Exercise goal: In the listing below, count the lines that contain the string "stone" and give only that number.

Pointing and labeling entries

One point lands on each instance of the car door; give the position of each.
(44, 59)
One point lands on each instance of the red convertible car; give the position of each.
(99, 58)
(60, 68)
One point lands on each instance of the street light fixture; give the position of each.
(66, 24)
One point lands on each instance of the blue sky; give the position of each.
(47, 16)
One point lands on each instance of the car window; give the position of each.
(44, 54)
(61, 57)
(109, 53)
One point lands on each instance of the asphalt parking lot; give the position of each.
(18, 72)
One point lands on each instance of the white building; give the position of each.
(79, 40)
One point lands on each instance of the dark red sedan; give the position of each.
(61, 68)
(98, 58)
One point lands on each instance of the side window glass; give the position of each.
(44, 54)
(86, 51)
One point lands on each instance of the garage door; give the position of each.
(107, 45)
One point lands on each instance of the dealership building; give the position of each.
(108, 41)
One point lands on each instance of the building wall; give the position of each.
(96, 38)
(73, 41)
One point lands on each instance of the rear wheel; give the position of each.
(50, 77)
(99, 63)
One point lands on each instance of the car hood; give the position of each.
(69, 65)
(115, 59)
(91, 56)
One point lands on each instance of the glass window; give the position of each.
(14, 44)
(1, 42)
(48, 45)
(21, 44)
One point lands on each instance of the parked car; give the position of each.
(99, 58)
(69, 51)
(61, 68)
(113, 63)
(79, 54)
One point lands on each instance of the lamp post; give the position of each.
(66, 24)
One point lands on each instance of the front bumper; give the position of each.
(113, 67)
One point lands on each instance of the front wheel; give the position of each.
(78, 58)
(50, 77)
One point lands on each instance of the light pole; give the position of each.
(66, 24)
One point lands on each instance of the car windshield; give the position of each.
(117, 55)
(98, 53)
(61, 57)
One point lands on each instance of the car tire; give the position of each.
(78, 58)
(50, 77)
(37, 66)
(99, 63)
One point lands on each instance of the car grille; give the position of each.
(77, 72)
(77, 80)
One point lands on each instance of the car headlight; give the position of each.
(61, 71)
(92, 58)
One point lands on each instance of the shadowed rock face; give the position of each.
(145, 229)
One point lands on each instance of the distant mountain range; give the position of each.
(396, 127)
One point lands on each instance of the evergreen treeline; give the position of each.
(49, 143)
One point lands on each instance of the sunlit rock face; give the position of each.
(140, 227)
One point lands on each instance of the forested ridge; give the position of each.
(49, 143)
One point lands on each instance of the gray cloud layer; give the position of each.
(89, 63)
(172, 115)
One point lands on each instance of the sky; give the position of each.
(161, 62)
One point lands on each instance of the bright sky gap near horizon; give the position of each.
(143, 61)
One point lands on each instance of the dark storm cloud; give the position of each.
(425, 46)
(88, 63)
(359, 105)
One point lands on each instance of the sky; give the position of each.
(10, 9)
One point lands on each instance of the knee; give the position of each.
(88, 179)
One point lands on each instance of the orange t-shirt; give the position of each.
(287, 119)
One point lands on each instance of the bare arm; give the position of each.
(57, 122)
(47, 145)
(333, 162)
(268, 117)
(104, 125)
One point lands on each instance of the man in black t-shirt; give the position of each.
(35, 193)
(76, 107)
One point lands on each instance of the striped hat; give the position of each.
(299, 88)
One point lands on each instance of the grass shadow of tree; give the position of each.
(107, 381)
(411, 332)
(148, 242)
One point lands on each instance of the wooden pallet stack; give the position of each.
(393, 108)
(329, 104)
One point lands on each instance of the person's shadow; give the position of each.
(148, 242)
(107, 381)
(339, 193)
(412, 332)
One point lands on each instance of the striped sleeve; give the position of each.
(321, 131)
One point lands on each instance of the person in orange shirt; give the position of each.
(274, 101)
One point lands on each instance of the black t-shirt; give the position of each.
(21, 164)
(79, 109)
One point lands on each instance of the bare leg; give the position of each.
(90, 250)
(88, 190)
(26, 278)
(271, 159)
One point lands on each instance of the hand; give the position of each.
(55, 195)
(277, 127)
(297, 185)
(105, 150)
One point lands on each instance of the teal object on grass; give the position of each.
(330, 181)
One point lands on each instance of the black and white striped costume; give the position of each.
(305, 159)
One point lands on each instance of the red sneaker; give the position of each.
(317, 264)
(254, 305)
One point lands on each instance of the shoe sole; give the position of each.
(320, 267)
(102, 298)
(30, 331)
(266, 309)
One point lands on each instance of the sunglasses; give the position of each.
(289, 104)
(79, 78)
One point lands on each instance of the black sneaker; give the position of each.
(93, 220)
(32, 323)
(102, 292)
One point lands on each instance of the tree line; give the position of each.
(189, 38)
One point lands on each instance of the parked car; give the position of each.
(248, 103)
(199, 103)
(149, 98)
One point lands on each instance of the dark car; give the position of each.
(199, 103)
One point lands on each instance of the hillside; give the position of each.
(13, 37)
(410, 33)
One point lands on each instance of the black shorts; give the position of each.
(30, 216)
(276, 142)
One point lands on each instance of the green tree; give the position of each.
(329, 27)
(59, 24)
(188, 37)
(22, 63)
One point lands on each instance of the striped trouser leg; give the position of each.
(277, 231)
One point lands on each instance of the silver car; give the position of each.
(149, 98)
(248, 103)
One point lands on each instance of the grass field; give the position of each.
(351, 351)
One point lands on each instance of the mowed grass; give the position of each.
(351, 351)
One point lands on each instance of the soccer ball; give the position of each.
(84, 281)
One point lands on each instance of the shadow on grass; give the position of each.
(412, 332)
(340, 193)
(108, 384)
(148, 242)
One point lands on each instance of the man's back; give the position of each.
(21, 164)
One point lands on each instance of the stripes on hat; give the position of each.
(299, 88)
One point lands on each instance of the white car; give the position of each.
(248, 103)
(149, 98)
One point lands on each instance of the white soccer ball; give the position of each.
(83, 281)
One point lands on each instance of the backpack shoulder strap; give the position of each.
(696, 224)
* * *
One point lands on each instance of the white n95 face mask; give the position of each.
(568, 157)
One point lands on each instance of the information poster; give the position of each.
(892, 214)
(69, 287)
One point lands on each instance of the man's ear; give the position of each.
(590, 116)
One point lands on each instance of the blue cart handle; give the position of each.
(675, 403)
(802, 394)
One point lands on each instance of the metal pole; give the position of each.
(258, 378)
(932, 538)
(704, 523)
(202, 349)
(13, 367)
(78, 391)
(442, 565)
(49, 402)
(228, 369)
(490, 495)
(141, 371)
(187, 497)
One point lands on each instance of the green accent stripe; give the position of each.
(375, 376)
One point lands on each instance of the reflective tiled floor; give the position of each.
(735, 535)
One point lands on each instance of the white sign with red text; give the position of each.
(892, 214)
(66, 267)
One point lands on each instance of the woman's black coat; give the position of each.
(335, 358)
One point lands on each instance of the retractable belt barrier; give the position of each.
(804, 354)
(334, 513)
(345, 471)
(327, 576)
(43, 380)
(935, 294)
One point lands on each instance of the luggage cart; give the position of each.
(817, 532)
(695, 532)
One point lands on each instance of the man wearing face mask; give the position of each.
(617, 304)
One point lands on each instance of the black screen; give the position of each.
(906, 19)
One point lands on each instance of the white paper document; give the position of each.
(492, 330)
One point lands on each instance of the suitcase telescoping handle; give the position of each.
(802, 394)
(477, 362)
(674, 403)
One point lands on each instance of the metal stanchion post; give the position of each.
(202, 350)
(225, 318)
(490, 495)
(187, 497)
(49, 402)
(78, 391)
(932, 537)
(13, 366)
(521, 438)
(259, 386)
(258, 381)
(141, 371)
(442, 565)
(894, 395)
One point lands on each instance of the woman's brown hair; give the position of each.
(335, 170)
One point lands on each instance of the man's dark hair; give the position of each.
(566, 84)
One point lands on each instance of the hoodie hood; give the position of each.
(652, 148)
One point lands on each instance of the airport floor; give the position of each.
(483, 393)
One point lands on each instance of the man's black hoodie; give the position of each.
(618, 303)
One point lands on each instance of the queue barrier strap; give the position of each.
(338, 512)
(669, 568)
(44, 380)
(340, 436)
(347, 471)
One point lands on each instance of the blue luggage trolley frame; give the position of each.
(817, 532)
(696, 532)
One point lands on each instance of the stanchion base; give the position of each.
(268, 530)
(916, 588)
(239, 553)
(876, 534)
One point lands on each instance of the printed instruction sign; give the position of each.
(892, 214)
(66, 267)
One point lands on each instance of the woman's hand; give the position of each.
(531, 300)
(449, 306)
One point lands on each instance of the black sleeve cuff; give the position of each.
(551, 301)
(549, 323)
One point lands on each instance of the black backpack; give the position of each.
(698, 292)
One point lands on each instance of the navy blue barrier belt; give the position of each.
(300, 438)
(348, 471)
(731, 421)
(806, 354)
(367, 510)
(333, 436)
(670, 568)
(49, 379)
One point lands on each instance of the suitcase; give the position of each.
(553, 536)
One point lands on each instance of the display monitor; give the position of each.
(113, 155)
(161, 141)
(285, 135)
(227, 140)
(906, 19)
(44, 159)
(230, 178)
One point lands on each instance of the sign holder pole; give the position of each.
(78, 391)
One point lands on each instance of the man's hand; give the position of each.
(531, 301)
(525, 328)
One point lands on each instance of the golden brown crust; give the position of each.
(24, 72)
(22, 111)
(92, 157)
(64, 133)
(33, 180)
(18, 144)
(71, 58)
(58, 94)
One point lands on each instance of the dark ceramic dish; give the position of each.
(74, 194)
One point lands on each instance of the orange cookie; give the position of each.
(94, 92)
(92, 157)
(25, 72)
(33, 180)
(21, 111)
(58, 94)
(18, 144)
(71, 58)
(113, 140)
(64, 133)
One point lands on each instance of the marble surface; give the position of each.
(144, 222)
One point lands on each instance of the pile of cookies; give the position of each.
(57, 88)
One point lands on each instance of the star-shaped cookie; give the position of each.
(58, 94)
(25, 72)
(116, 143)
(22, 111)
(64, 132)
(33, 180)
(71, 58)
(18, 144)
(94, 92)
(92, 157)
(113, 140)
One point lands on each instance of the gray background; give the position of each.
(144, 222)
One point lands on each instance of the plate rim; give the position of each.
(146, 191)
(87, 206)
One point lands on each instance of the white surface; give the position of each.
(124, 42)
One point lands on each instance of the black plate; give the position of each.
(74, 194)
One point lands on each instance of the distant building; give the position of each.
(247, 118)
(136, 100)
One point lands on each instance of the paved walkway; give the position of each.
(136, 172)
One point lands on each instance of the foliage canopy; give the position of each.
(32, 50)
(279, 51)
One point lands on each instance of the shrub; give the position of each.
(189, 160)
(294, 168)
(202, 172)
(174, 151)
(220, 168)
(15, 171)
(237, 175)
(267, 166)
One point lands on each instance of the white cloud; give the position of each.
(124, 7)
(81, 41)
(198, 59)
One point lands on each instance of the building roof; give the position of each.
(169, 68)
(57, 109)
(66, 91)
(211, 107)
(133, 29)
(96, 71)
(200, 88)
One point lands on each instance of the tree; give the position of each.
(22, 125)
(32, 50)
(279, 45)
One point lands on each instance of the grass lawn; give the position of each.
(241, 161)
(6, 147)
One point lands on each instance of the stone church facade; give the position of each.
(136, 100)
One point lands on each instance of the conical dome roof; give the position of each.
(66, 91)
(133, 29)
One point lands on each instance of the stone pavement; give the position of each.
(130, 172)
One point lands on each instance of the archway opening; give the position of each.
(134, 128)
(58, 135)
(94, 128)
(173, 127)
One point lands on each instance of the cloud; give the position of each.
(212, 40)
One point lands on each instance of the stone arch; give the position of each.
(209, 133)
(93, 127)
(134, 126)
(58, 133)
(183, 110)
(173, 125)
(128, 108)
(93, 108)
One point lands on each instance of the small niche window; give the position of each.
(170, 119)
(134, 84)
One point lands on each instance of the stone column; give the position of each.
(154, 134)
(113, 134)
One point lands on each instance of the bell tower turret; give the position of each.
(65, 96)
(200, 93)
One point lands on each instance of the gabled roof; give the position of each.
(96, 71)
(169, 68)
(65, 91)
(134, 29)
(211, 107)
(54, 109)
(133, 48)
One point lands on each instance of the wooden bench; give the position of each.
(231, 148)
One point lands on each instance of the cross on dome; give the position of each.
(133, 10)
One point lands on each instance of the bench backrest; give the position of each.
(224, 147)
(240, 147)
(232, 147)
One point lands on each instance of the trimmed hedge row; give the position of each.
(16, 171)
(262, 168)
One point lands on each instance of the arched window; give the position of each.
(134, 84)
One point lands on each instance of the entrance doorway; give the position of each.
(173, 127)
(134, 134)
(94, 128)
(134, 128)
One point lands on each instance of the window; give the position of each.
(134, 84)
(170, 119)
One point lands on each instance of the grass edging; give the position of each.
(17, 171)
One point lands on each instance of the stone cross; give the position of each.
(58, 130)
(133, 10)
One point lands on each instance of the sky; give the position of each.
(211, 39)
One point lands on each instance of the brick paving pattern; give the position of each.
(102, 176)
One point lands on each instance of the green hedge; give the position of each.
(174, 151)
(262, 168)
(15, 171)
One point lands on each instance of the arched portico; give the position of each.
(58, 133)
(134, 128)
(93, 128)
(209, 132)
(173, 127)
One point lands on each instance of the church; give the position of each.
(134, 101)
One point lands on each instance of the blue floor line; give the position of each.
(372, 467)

Solved exercise: 5